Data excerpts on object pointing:
-- start --
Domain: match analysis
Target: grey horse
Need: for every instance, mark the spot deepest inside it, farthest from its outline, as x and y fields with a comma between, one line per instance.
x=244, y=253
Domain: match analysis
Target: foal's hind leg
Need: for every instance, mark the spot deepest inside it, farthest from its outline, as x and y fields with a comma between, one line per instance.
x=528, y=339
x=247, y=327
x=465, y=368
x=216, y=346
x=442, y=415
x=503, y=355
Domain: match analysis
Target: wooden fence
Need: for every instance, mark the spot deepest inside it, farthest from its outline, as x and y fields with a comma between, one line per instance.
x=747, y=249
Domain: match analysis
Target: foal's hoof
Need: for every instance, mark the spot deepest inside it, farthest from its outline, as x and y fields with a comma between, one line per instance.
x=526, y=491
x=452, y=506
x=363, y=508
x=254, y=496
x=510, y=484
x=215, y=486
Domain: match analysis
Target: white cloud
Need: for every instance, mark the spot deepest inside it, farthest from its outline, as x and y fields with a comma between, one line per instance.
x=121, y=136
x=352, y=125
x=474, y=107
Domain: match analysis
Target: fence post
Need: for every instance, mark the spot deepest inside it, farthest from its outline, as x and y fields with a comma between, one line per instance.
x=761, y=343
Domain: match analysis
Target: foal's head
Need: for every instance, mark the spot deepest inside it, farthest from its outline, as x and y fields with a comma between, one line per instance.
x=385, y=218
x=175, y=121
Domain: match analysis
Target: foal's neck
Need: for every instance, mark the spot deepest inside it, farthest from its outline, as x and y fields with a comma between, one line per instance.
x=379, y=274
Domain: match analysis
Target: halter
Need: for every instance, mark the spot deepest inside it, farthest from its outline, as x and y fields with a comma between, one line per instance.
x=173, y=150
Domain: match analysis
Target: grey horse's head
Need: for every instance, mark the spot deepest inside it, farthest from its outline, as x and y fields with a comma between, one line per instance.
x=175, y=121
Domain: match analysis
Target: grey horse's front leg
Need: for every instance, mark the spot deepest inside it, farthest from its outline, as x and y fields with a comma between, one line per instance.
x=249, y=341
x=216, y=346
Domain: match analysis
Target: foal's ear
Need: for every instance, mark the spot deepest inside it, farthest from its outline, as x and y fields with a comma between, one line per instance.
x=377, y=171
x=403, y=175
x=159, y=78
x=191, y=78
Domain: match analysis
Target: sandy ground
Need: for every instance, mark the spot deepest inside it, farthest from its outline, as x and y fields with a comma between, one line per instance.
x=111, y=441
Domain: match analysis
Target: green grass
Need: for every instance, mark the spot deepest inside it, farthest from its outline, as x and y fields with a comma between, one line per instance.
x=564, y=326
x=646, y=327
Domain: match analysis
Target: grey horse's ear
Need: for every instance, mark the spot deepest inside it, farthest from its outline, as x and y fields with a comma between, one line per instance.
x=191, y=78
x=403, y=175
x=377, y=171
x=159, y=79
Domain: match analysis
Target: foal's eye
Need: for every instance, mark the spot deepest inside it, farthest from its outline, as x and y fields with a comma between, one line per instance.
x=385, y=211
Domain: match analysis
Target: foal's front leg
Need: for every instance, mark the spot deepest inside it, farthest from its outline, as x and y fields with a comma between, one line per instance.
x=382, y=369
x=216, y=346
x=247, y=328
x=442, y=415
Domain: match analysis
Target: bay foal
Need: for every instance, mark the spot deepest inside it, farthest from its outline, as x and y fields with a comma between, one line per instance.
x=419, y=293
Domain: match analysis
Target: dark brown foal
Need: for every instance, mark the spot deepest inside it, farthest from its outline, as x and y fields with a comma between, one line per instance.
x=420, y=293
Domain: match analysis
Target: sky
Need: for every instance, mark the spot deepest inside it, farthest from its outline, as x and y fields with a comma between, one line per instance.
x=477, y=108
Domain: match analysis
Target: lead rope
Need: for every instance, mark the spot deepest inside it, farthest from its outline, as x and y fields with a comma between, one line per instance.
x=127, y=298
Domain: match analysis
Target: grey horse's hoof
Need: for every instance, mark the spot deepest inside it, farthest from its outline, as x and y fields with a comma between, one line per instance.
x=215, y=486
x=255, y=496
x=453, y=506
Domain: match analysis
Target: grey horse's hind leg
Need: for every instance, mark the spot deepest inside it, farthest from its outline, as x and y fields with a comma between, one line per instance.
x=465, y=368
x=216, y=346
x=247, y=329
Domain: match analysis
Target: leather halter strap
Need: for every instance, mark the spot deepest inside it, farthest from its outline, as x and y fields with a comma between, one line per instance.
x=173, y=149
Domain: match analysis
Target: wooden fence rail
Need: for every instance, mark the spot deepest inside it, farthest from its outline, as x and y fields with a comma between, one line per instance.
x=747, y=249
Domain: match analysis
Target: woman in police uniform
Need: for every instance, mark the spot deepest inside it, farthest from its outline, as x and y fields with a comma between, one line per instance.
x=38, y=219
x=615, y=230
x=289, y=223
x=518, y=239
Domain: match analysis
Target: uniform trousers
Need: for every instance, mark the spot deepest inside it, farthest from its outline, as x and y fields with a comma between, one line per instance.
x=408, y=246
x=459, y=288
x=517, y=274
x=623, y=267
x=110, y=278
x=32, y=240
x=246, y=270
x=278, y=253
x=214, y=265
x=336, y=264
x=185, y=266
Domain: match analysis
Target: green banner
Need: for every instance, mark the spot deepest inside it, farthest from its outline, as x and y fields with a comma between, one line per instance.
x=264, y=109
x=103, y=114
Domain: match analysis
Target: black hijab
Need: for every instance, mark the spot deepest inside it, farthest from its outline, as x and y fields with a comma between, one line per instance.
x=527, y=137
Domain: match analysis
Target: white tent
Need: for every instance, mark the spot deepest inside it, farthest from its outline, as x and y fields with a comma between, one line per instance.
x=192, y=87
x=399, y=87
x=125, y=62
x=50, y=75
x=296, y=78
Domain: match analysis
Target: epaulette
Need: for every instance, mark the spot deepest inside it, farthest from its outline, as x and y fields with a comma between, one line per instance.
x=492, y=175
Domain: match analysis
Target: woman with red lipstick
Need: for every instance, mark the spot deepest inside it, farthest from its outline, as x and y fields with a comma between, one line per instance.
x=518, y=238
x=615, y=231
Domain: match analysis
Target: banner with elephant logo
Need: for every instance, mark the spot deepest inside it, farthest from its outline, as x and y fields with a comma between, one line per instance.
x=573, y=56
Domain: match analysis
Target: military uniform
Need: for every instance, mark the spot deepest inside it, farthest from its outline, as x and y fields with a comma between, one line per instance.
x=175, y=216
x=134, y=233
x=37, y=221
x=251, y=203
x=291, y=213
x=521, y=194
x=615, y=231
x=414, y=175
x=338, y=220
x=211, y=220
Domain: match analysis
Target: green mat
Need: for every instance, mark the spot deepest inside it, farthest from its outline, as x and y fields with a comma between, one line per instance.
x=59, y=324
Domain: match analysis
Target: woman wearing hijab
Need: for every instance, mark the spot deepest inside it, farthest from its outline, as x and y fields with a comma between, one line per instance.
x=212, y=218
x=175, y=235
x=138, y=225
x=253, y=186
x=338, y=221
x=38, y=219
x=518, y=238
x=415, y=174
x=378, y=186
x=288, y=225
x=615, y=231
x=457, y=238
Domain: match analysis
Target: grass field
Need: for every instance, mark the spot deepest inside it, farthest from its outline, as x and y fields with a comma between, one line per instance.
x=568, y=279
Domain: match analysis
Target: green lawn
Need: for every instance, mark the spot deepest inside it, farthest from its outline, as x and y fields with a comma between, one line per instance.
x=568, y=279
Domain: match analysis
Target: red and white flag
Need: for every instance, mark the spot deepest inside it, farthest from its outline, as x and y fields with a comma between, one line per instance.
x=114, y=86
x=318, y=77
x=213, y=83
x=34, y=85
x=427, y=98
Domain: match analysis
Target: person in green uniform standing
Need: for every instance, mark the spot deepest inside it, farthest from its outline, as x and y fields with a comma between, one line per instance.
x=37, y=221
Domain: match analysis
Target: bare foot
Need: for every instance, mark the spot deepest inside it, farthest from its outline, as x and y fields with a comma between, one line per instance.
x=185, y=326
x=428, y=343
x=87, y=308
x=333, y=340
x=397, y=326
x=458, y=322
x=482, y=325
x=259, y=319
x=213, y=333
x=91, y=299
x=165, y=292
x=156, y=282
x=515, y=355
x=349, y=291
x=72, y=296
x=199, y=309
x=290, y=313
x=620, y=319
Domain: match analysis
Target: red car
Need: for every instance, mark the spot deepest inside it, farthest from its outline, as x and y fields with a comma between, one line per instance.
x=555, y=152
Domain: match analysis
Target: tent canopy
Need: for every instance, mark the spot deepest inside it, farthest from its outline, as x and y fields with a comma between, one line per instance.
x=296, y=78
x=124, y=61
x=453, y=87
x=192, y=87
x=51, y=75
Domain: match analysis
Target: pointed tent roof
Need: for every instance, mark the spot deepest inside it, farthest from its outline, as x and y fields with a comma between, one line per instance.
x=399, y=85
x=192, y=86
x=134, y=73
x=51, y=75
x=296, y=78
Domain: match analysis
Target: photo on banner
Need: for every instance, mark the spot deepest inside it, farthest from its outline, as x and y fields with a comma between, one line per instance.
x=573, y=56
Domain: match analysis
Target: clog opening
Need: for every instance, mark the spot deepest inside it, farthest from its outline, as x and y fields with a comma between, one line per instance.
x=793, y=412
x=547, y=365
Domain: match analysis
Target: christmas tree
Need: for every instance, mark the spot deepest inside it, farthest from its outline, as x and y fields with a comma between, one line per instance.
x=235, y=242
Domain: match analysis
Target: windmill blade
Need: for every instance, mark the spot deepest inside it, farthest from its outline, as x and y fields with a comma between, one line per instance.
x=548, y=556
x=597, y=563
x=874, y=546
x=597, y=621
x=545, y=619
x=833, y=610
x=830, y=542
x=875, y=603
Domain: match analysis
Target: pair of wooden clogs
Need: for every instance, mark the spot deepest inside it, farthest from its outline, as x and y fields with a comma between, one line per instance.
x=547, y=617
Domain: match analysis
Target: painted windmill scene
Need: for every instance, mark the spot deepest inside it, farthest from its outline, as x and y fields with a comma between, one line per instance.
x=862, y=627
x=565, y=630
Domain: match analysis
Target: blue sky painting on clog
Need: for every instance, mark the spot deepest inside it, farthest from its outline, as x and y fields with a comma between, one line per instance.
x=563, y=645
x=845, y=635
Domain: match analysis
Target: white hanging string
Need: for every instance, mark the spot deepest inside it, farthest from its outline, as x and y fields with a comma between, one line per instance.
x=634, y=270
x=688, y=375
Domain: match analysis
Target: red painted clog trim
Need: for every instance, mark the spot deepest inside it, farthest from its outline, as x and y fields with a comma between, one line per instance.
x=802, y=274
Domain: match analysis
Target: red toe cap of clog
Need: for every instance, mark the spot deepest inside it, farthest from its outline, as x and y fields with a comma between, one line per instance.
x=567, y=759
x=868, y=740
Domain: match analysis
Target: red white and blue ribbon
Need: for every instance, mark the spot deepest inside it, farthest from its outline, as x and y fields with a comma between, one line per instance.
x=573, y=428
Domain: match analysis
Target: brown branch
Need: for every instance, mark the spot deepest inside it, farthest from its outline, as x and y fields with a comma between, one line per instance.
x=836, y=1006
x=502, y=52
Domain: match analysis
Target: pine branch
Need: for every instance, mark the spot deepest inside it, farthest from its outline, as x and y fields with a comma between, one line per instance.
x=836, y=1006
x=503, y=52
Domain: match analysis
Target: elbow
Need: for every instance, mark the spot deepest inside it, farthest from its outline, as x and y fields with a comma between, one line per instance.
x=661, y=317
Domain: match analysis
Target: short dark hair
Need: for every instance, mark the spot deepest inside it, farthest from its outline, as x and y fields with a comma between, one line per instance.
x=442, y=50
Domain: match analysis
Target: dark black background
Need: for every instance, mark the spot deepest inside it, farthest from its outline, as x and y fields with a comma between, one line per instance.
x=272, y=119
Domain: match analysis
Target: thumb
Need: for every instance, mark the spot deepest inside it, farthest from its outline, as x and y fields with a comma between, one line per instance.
-- end --
● **Problem to work on**
Copy the data word for word, beginning with the very first line and continuing through the line containing "x=503, y=355", with both ends included.

● **Task result**
Domain: match analysis
Target: grey horse
Need: for every instance, mark the spot deepest inside it, farthest from its outline, as x and y fields with a comma between, one line per instance.
x=244, y=253
Domain: match analysis
Target: foal's hind leg
Need: for every instance, mark the spot deepest inside it, farthest from its outline, as x and y fields with a comma between, one line per instance.
x=528, y=339
x=247, y=327
x=465, y=368
x=216, y=346
x=442, y=415
x=503, y=355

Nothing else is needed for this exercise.